• **Exercise 1**: In the patent excerpt on therapeutic and cosmetic compositions, what kind of substances is the topical applicator described as particularly well suited for storing, reconstituting, and applying?
• **Exercise 2**: Render this sentence from the patent excerpt on therapeutic and cosmetic compositions in Spanish: "The topical applicator according to the invention is particularly well suited for storing, reconstituting, and administering or applying highly toxic substances."
• **Exercise 3**: Pick up the patent excerpt on therapeutic and cosmetic compositions after its final sentence and carry it forward.

Excerpt provided: Begin

Therapeutic and Cosmetic Compositions
[0036] The therapeutic or cosmetic topical compositions that are
dispensed by the topical applicator according to the invention are
not particularly limited, and may comprise any active agent capable
of producing a therapeutic or cosmetic benefit after being
topically applied to a surface region of a subject's body. The
topical applicator according to the invention is particularly well
suited for storing, reconstituting, and administering or applying
highly toxic substances. Non-limiting examples of active agents
that are suitable for the topical therapeutic compositions
according to the invention include analgesic agents, anti-asthmatic
agents, antibiotics, antidepressant agents, anti-diabetic agents,
antifungal agents, antiemetics, antihypertensives, anti-impotence
agents, anti-inflammatory agents, antineoplastic agents, anti-HIV
agents, antiviral agents, anxiolytic agents, contraception agents,
fertility agents, antithrombotic agents, prothrombotic agents,
hormones, vaccines, immunosuppressive agents, vitamins and the
like. Non-limiting examples of suitable cosmetic agents include,
for example, epidermal growth factor (EGF), as well as human growth
hormone, antioxidants, and botulinum toxin. In certain particularly
preferred embodiments, the topical compositions according to the
invention comprise insulin, botulinum toxin, VEGF, EGF, antibodies
to VEGF, or TGF-.beta.1.

Excerpt provided: End
Records: Begin

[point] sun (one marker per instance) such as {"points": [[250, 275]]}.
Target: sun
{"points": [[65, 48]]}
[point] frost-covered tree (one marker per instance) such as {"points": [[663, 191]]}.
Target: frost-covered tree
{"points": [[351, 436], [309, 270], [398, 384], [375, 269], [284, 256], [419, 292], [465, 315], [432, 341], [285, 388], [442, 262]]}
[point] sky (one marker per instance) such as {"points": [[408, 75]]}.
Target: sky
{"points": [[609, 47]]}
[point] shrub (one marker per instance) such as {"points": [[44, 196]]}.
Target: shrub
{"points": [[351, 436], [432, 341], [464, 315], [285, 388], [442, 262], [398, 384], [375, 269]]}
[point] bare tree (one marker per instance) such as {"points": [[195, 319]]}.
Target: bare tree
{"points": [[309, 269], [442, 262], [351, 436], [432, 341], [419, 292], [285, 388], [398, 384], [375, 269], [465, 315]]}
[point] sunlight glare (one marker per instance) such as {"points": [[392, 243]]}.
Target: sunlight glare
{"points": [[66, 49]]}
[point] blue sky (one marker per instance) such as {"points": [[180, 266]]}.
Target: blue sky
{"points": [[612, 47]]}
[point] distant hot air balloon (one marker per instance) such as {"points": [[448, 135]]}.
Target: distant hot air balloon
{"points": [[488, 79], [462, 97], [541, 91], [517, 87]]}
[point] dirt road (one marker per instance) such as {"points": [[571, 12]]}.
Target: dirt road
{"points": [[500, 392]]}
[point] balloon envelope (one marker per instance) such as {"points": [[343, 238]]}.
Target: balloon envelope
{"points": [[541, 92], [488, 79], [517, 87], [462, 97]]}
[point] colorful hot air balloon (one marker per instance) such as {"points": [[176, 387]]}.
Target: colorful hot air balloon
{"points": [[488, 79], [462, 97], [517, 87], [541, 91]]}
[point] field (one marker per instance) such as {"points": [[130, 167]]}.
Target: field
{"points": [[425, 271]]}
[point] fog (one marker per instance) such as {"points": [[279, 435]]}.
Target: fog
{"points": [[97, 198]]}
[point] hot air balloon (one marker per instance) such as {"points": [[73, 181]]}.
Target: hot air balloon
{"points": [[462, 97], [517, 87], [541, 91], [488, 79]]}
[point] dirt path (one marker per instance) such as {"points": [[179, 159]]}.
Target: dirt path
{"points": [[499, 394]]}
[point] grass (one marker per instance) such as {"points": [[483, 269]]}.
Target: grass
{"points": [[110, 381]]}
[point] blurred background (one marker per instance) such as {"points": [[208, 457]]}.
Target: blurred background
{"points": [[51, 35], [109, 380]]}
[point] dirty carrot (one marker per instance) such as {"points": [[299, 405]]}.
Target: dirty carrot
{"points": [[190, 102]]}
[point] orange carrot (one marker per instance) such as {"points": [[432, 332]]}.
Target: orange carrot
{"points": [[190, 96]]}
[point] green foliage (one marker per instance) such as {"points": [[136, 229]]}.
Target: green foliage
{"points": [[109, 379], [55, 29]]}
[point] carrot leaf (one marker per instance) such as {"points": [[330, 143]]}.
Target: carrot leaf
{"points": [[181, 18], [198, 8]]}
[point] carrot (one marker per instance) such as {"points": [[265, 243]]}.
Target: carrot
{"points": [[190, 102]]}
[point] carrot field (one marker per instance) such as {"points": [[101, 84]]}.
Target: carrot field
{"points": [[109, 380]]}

Records: End

• **Output 1**: Highly toxic substances.

• **Output 2**: El aplicador tópico según la invención es particularmente adecuado para almacenar, reconstituir y administrar o aplicar sustancias altamente tóxicas.

• **Output 3**:
[0037] Generally speaking, the topical applicator according to the
invention may be used for topical administration of a therapeutic
or cosmetic formulation to any region of the body in need thereof.
In certain preferred embodiments, the area of the body to be
treated is selected from the group consisting of the face, the
axilla, the palms of the hands, the hands, the feet, the lower
back, the neck, the leg, the groin, the arm, the elbow, the knee,
the pelvis, the buttocks and the torso.
[0038] In certain preferred embodiments, the topical applicator
according to the invention is used to administer a topical
composition that comprises a paralytic agent. Generally speaking, a
paralytic agent may be any agent that can interrupt nerve impulse
transmission across a neuromuscular or neuroglandular junction,
block or reduce neuronal exocytosis of a neurotransmitter or alter
the action potential at a sodium channel voltage gate of a neuron.
Non-limiting examples of paralytic substances contemplated by the
invention include botulinum toxins (including serotypes A, B,
C.sub.1, D, E, F, and G), tetanus toxins, saxitoxins, and
tetrodotoxin, as well as combinations thereof.
[0039] In some embodiments, the paralytic substance is topically
administered to produce a cosmetic effect. For instance, the
paralytic substance, (such as, e.g., botulinum toxin type A
neurotoxin) may be applied to the face to reduce the appearance of
wrinkles, including marionette lines, nasolabial lines, crows feet,
brow furrows, glabellar lines, and combinations thereof.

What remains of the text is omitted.